People of ACM - Carl Landwehr
May 6, 2025
You began working in computer security when you moved to Washington D.C. in 1976. How did the field develop since you started your career?
Research in “cybersecurity” (which was an unknown term in 1976—then it was called “computer security” and later “information security”) was primarily of concern to the military, oriented toward preventing unauthorized disclosure of classified information. The notions of “security kernel,” “reference monitor,” and “trusted computing base” were developed in that era. The goal was to enable a single computer to provide users with differing clearances access to information with different classification levels without compromising sensitive information. The goal was that even a Trojan horse program run by an uncleared user should not be able to gain access to sensitive data.
As large mainframes were replaced by networks of minicomputers and PC’s, sharing a single CPU among many users became less important; securing distributed systems and networks seemed more critical. Neglect of security within PC’s facilitated the development, and sometimes rapid global spread, of worms and viruses in the late 20th century, and security concerns shifted to dealing with those threats. Funding for cybersecurity research outside the defense department really began in the early 2000s with the initiation of the first Trusted Computing program at the National Science Foundation. There was commercial sector involvement in cybersecurity in the late 20th century as well, since there was cybercrime even then. Businesses were typically more concerned with access control, audit functions, and continuity of service than with protecting sensitive information.

WORK REQUEST
Reproduce the portion of the Carl Landwehr interview between "As large mainframes" and "protecting sensitive information.", inclusive.

DATA TO EXAMINE
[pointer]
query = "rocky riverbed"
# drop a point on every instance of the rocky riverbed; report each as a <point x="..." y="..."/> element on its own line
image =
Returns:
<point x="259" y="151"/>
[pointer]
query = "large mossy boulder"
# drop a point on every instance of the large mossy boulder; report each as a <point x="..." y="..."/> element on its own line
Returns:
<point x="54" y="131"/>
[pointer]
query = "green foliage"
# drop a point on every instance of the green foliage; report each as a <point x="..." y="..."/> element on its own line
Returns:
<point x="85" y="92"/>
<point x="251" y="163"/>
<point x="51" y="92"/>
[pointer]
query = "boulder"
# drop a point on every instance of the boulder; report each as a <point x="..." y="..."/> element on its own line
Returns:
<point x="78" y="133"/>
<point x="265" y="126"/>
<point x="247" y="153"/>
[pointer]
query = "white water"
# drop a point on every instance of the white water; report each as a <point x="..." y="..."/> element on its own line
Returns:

FINISHED TASK
As large mainframes were replaced by networks of minicomputers and PC’s, sharing a single CPU among many users became less important; securing distributed systems and networks seemed more critical. Neglect of security within PC’s facilitated the development, and sometimes rapid global spread, of worms and viruses in the late 20th century, and security concerns shifted to dealing with those threats. Funding for cybersecurity research outside the defense department really began in the early 2000s with the initiation of the first Trusted Computing program at the National Science Foundation. There was commercial sector involvement in cybersecurity in the late 20th century as well, since there was cybercrime even then. Businesses were typically more concerned with access control, audit functions, and continuity of service than with protecting sensitive information.